Records to use:
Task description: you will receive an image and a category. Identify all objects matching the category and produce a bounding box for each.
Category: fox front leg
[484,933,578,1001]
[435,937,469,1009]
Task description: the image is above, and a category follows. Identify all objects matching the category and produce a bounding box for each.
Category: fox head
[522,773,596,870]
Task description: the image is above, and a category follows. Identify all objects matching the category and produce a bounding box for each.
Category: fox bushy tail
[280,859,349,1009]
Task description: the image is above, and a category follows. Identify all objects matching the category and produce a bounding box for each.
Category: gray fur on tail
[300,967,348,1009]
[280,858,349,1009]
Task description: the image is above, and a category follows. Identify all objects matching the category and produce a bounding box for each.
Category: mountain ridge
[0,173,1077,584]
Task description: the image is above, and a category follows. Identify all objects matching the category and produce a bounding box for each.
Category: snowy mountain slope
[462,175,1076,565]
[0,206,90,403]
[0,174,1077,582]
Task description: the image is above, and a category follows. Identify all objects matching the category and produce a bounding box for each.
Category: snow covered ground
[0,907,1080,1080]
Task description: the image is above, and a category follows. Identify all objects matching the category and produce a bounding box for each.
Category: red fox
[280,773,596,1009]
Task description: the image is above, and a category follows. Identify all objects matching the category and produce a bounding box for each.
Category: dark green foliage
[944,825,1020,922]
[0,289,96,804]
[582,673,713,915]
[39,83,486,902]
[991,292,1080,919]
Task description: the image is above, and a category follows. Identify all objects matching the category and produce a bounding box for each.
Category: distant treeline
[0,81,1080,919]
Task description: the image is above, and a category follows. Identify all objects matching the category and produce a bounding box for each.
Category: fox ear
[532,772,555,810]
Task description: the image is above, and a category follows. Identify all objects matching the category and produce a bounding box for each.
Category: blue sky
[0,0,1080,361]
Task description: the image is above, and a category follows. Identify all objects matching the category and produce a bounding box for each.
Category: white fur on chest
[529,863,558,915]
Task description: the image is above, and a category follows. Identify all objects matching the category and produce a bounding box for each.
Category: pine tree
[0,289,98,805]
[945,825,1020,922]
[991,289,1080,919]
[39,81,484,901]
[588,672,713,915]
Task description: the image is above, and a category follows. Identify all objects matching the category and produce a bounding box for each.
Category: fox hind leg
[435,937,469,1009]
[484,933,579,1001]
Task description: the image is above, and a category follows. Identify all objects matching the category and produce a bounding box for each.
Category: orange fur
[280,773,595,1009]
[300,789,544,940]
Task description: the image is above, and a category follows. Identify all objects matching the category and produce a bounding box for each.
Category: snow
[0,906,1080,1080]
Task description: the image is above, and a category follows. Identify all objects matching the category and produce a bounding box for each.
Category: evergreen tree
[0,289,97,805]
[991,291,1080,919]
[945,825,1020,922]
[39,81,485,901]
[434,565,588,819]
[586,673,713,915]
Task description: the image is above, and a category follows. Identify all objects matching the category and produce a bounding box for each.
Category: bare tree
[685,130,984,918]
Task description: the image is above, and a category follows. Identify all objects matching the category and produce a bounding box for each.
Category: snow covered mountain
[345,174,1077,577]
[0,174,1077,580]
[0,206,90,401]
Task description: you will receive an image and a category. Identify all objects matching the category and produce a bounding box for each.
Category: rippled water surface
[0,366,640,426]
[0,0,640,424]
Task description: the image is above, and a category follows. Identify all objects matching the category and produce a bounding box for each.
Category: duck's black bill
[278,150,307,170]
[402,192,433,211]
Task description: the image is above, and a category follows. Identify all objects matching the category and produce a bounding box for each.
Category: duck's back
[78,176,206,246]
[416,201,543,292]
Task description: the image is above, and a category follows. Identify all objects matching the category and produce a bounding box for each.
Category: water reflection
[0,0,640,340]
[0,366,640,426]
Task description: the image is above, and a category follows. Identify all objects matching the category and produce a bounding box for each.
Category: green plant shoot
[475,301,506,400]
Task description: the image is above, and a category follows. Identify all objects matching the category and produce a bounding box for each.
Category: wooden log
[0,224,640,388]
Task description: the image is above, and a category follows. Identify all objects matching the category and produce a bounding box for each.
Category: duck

Task to complete:
Copy all the rows again, replacing "Task description" with "Instructions" everywhere and leaving everything else unchanged.

Output for this exercise:
Instructions: you will receive an image and a category. Identify all objects matching the category and produce a bounding box for each.
Category: fox front leg
[484,933,578,1001]
[435,937,469,1009]
Instructions: the image is above, and a category follows. Identify all objects matching the category and produce a bounding box for each.
Category: fox head
[522,773,596,870]
Instructions: the image is above, and a category follows. Identify all objects matching the category and produce a bounding box for each.
Category: fox bushy tail
[280,859,349,1009]
Instructions: the image is above, and a category follows. Identify all objects matching the category and produce a bounding box for each.
Category: gray fur on tail
[300,967,348,1009]
[280,858,349,1009]
Instructions: the image is above, and a category follows. Identify all objects matching the category and produce a bounding box for each.
Category: mountain ridge
[0,173,1077,584]
Instructions: the image is above, and a category follows. Identify all objects matching the category and produce a bounding box for each.
Category: snowy mountain slope
[462,175,1076,565]
[0,206,90,403]
[0,174,1077,582]
Instructions: the image is above, and a category follows. Identify all objects matching the category and produce a bounding box for each.
Category: snow covered ground
[0,907,1080,1080]
Instructions: the image is above, and a category follows. Identify all objects matching the category and produce a bounding box for each.
Category: red fox
[280,773,596,1009]
Instructions: the image is above, and a category follows. Identify all objects matching the category and produce a bounding box for each.
Category: dark green foliage
[944,825,1020,922]
[0,289,96,804]
[582,673,713,915]
[39,83,486,902]
[991,292,1080,919]
Instructions: the image is above, and a category follows. Identify all objects matching the category and produce a bounding box for each.
Category: distant treeline
[0,81,1080,919]
Instructions: the image is above, and a category follows. Identify all objects matching the category and produce a bounding box for each.
Category: fox ear
[532,772,555,810]
Instructions: the image is above, and a category follows. Identify all objects matching the category and produce a bounding box for each.
Category: blue sky
[0,0,1080,361]
Instructions: the image is above, and a category follows. Identify all objects matching the category and produce a bounding box for each.
Category: white fur on chest
[529,863,558,915]
Instructions: the image is above, and a category follows. Identify all objects matching the category and produce a bounding box for each.
Category: pine tree
[0,289,98,805]
[945,825,1020,922]
[991,289,1080,919]
[39,81,484,901]
[588,672,713,915]
Instructions: the image is above, and a category follows. Identify all objects matching the category and produce a bounding box for each.
Category: fox hind leg
[435,937,469,1009]
[484,933,579,1001]
Instructions: the image is above, and a category follows. Identify all objects matching the category and produce a bounding box for each.
Category: orange fur
[280,773,595,1009]
[300,789,544,940]
Instructions: the image is above, and a category follows. Identify all objects matching the category and produce a bounding box for each.
Category: snow
[0,906,1080,1080]
Instructions: the image is above, and a category follows. Identify all objects matching the category and produce a bounding box for each.
Category: evergreen tree
[0,289,97,805]
[991,291,1080,919]
[945,825,1020,922]
[39,81,485,901]
[434,565,588,819]
[586,673,713,915]
Instructions: the image is above, and a category follows. Identify all objects matching the category and produce a bounding box for each.
Category: bare tree
[685,130,984,918]
Instructions: the image is above, and a category follows. Identify all objects matching the category and produce a bounding box for each.
Category: snow covered mountain
[345,174,1077,577]
[0,174,1077,580]
[0,206,90,401]
Instructions: you will receive an image and a category. Identify all objects matching the category and produce a bounding box for each.
Category: rippled water surface
[0,366,640,426]
[0,0,640,424]
Instructions: the image is above, and a category follows. Identify all objects matching the category and produce a bounding box for each.
Category: duck's black bill
[278,150,307,170]
[402,192,433,211]
Instructions: the image is above, and a category follows. Identify all objects matching the category and produce a bounding box for each.
Category: duck's back
[78,176,206,246]
[416,201,543,292]
Instructions: the image is above, and a category follows. Identify all objects matching the category and produce a bounding box for each.
Category: water reflection
[0,0,640,340]
[0,366,640,426]
Instructions: the image is above, and a category follows. Identify all objects matching the category and produce a bounding box for each.
Category: green plant shoot
[475,301,506,400]
Instructions: the image is above, and a category follows. Identify all objects matching the category and produce a bounding box for each.
Category: wooden log
[0,224,640,388]
Instructions: the image is above, and a category follows. Identify all objects matching the category and produce a bounding box for each.
Category: duck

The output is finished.